Can you reproduce, character for character, the lines of the entries below from the line with "indicate the printed candidate" up to and including the line with "column 621, row 597"?

╔══

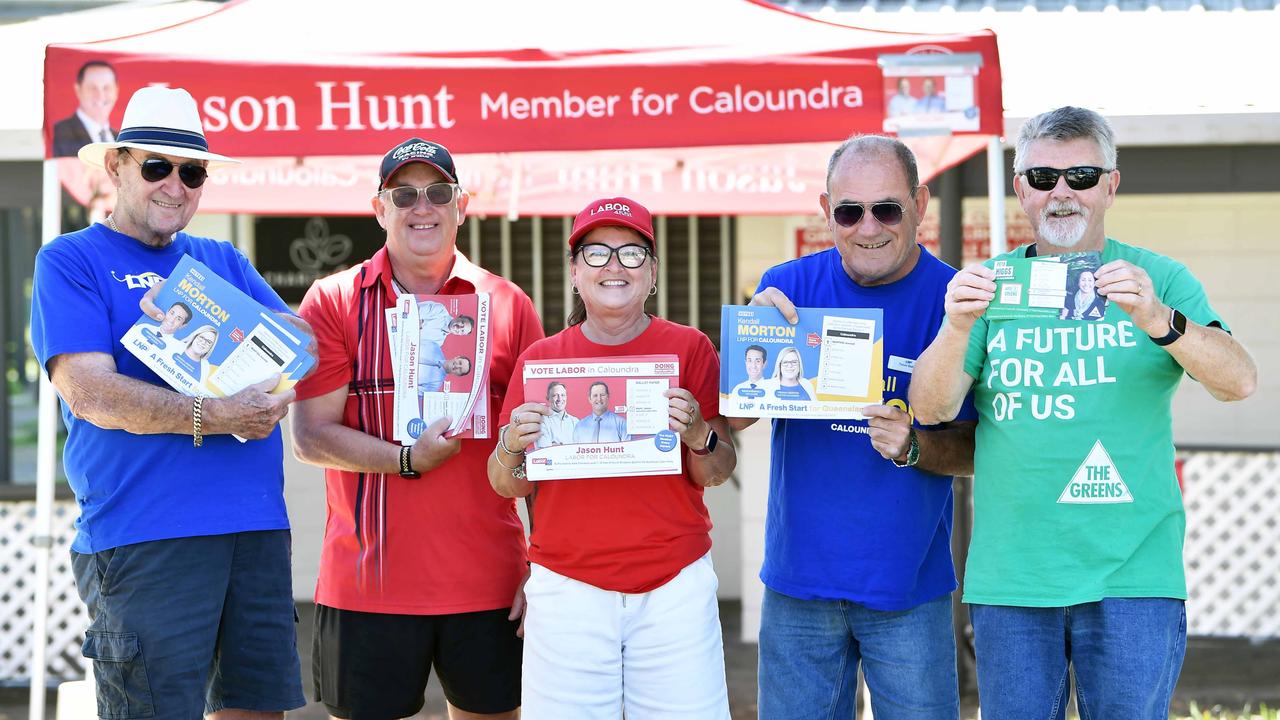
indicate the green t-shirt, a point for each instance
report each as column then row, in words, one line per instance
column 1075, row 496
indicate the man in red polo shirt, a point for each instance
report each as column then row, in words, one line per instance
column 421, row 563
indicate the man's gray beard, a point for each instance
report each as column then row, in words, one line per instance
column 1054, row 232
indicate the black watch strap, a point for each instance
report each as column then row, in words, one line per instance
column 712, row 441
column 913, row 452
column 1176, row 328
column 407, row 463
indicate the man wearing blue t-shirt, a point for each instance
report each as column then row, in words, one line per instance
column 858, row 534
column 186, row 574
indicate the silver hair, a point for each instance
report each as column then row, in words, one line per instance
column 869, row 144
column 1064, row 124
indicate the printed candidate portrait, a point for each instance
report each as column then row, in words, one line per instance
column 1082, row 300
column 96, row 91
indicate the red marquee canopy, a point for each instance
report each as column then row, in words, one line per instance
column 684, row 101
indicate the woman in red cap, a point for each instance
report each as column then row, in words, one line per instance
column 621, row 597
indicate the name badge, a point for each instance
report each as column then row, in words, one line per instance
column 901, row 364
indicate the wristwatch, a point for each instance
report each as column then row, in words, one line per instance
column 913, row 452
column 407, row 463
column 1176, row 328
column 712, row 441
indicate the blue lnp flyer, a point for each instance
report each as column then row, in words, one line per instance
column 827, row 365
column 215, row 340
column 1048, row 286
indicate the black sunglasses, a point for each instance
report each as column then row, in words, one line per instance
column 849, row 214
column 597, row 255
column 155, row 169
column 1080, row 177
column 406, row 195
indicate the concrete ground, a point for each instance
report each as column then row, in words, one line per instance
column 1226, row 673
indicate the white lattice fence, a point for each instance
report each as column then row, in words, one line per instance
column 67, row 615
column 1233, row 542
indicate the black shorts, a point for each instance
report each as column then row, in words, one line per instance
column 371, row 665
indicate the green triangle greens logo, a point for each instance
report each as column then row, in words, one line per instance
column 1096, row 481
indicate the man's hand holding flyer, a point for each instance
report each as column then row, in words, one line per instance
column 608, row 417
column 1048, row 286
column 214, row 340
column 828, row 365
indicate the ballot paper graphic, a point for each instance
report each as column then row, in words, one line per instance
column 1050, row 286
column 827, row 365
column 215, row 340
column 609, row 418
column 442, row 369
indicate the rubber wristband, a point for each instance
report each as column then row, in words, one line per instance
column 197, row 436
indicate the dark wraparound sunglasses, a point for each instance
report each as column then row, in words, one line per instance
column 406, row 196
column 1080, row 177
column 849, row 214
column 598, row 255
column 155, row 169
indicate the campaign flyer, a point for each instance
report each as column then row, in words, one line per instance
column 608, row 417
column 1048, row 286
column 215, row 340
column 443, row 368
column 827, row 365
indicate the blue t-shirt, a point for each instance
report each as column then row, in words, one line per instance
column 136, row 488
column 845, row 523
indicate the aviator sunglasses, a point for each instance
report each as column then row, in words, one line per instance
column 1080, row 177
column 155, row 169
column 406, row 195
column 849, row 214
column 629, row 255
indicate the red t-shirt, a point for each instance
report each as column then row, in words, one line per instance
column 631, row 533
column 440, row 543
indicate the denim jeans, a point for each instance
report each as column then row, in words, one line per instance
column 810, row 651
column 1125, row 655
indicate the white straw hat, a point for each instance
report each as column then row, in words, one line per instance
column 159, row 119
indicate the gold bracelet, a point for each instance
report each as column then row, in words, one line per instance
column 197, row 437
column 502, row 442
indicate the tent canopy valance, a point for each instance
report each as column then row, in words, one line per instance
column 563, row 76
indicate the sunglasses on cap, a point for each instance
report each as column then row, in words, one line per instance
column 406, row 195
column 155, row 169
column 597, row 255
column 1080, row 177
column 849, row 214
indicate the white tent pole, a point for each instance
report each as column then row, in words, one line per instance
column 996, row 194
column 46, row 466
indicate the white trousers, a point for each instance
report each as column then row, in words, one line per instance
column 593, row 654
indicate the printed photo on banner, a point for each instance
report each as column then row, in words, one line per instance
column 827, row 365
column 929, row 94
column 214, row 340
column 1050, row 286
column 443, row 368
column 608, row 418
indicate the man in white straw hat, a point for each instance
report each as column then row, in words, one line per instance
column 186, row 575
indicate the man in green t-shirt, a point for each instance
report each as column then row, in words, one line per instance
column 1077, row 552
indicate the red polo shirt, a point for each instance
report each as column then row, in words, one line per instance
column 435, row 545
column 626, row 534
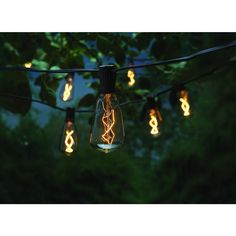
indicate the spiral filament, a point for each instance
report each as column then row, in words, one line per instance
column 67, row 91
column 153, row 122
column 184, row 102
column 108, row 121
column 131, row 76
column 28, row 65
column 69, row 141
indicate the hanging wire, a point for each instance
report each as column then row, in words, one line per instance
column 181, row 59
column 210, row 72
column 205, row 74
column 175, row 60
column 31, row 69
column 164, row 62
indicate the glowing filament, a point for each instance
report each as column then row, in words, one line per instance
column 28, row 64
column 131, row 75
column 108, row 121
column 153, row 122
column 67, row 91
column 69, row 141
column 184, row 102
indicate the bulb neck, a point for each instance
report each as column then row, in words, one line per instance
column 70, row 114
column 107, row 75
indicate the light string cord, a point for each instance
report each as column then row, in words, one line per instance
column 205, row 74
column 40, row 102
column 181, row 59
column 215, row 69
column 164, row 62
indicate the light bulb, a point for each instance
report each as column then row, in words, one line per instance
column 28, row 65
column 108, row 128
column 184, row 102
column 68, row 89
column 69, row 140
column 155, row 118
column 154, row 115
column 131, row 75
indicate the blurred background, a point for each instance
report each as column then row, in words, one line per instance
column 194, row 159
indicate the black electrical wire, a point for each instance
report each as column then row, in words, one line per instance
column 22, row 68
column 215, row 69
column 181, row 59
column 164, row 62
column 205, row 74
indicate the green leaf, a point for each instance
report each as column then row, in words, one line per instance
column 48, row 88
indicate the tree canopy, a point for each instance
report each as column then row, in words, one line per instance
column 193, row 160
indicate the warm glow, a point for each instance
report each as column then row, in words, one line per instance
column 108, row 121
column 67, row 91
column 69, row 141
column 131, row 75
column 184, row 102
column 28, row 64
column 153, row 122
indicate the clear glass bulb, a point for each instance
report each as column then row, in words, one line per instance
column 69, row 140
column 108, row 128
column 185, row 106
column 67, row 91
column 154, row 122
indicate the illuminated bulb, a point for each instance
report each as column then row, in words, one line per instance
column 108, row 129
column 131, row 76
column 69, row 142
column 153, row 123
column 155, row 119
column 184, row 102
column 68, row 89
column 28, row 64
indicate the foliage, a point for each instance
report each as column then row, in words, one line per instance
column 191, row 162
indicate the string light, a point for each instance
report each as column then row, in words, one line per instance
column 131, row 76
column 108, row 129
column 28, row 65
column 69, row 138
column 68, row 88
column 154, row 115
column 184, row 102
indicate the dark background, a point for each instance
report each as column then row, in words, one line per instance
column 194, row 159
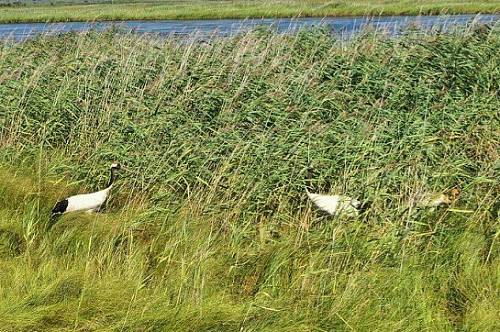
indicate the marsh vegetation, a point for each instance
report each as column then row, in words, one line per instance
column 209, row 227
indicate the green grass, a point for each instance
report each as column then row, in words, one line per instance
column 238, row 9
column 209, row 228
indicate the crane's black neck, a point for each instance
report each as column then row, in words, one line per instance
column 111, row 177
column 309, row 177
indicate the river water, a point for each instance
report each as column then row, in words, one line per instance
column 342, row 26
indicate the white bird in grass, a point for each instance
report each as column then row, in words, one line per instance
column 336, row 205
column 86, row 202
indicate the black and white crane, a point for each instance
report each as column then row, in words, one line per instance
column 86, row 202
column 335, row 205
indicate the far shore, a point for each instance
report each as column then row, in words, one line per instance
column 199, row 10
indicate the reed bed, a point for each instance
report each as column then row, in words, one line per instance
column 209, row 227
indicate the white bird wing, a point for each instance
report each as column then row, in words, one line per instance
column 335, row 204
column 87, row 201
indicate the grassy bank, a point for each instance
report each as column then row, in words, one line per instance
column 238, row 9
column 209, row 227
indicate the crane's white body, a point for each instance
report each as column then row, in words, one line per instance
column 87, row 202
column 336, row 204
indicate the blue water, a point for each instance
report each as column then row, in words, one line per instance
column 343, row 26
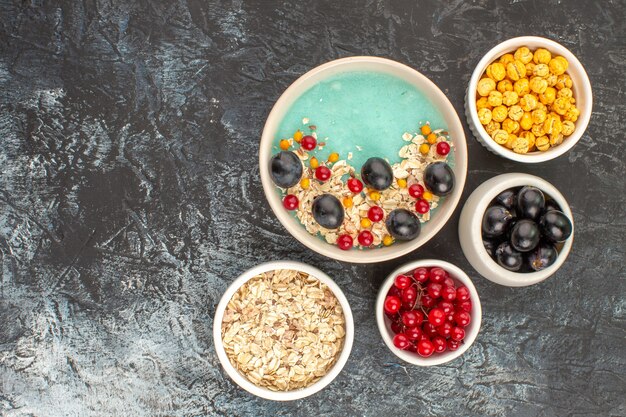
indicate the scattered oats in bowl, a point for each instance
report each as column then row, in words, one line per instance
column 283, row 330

╚══

• The reply:
indicate the printed candidate portrait, a point for each instance
report each as column then row, in words, one line per instance
column 1082, row 300
column 96, row 91
indicate the red marquee canopy, a point for each instance
report each as column then row, in words, one line per instance
column 684, row 101
indicate the woman in red cap, a point for each instance
report each as column then row, in words, one line per instance
column 621, row 597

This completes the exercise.